Dans un tel contexte, il ne fait aucun doute que le peuple et les travailleur-euses du Niger manifestent leur ras-le-bol et cherchent à s’extirper de cette situation. Leur haine de Mohammed Bazoum et de ceux qui l’ont précédé est d’autant plus justifiée que la France stationne dans la région des milliers de soldats sous prétexte de lutte contre les groupes terroristes qui écument la région en conséquence du démantèlement de la Libye dans les années 2010. Or, les différentes opérations (Serval, Barkhane, etc.) n’ont rien donné si ce n’est qu’empirer la situation et ce, parfois à cause de directives surréalistes dont l’interdiction imposée à l’armée malienne de participer à la libération du nord du pays au plus fort de la guerre contre le terrorisme au Sahel – un terrorisme par ailleurs corollaire à l’invasion impérialiste de la Libye quelques années plus tôt.

S’il est vrai que de plus en plus, ce coup d’État arbore des facettes anti-impérialistes – notamment en ce qui a trait à son appui populaire – il n’en demeure pas moins qu’au Niger comme dans tous les pays dirigés par une bourgeoisie comprador, la classe dirigeante est peu consolidée et par conséquent instable. Elle se vend au plus offrant. C’est ainsi qu’on a vu une guerre civile en Côte d’Ivoire au début des années 2000 qui s’est prolongée en 2010-11 justement dans un conflit entre Ouattara (pro-Français) et Gbagbo (plutôt proche des États-Unis). En Amérique latine, on a également vu Noriega avoué, puis désavoué, par les États-Unis, prouvant que même l’impérialisme choisit ses alliés sans véritable principe. Plus récemment d’ailleurs, il convient de rappeler que les Talibans, ennemis jurés du monde occidental il y a à peine 20 ans, sont devenus de bons partenaires…

On ne peut donc affirmer avec certitude que les aspirations du peuple nigérien soient mieux servies par la junte militaire putschiste. L’impérialisme ne se résume pas à la lutte contre un seul pays ni à la défense d’une seule cause. Il s’agit d’un système global aux ramifications aussi multiples que complexes. Il nous faut donc user de la prudence en analysant la situation au Niger, d’autant plus que ce coup d’État ne répond à aucune force populaire organisée et arrive plutôt ex nihilo.

Par contre, ce qui est clair, c’est que toute intervention militaire étrangère ne servirait en aucun cas les travailleur-euses et le peuple du pays, ni celui de la région surtout lorsque l’appel vient manifestement de la France et de ses sous-traitants locaux. D’ailleurs, le Mali et le Burkina ont déjà affirmé que moyennant une telle intervention, ils s’engageraient en faveur du gouvernement de transition issu du coup d’État.

### Problèmes à résoudre
a: Recopiez le passage du texte sur le Niger qui commence par « On ne peut donc » et se poursuit jusqu'à « plutôt ex nihilo. ».
b: Répondez à ces questions sur le texte sur le Niger :
(i) Quelles opérations militaires françaises y sont nommées ?
(ii) Entre quels deux hommes s'est déroulé le conflit de 2010-11 en Côte d'Ivoire ?
(iii) Quels pays ont affirmé qu'ils s'engageraient en faveur du gouvernement de transition ?
Les enregistrements qui suivent proviennent d'une autre source que le texte sur le Niger.

### Données fournies
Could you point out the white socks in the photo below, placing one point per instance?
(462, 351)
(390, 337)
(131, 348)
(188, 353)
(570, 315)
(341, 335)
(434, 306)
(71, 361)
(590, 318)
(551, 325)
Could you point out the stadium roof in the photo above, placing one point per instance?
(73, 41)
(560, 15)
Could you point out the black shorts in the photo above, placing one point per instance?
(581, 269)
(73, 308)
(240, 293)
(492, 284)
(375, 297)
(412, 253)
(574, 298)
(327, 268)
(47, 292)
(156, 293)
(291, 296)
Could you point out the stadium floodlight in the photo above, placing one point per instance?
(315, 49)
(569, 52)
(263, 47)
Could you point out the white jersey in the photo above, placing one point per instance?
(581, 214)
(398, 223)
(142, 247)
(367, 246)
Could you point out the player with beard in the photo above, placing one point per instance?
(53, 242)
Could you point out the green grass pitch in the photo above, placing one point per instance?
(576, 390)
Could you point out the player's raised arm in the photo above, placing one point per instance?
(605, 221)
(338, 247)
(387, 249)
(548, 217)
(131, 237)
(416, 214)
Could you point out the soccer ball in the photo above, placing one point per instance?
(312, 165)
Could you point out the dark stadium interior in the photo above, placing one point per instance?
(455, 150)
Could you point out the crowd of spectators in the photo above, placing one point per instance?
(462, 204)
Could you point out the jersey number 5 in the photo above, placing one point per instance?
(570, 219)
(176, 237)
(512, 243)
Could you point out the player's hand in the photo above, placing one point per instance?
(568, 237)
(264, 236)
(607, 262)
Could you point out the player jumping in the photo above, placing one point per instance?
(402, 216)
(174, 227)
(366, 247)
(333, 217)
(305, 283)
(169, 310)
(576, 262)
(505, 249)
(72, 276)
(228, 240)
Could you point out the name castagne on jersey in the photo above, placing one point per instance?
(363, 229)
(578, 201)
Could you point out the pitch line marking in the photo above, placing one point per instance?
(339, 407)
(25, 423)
* * *
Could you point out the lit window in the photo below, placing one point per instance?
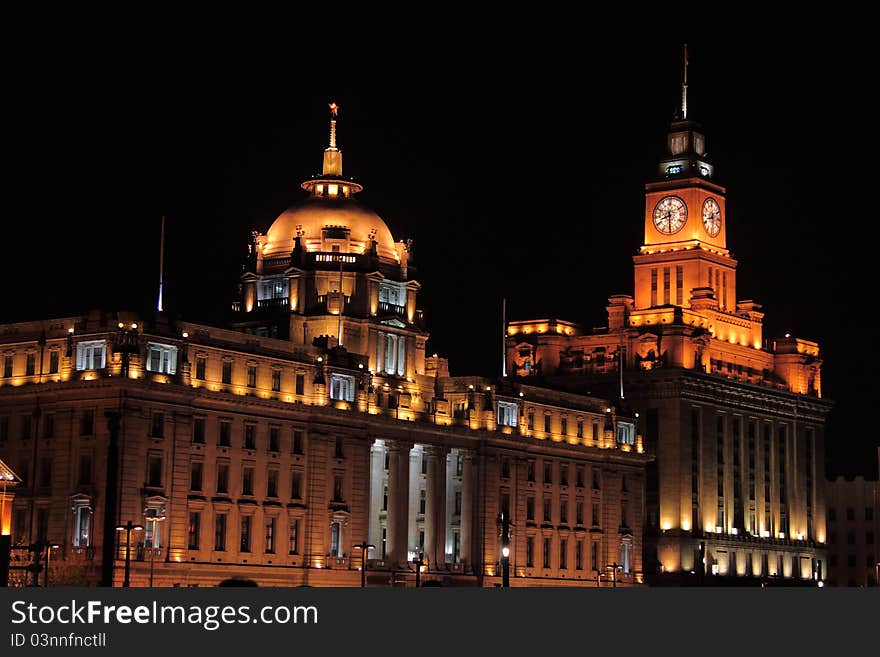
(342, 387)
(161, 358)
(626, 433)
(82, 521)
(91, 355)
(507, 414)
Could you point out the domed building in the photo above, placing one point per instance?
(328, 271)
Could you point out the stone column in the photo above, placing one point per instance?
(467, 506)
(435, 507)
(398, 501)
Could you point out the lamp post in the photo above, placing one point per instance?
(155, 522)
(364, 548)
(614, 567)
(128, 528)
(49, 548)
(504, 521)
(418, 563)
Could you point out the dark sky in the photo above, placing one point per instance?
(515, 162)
---
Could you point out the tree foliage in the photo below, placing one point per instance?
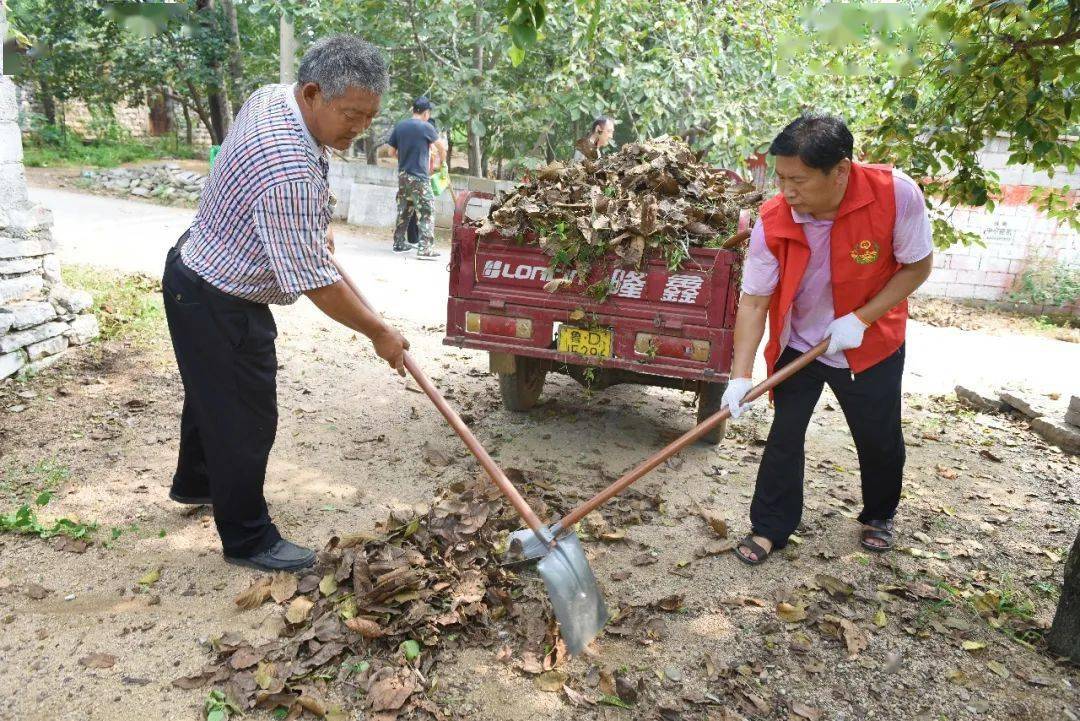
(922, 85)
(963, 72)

### Vos réponses
a:
On ne peut donc affirmer avec certitude que les aspirations du peuple nigérien soient mieux servies par la junte militaire putschiste. L’impérialisme ne se résume pas à la lutte contre un seul pays ni à la défense d’une seule cause. Il s’agit d’un système global aux ramifications aussi multiples que complexes. Il nous faut donc user de la prudence en analysant la situation au Niger, d’autant plus que ce coup d’État ne répond à aucune force populaire organisée et arrive plutôt ex nihilo.

b:
(i) Serval et Barkhane
(ii) Ouattara et Gbagbo
(iii) Le Mali et le Burkina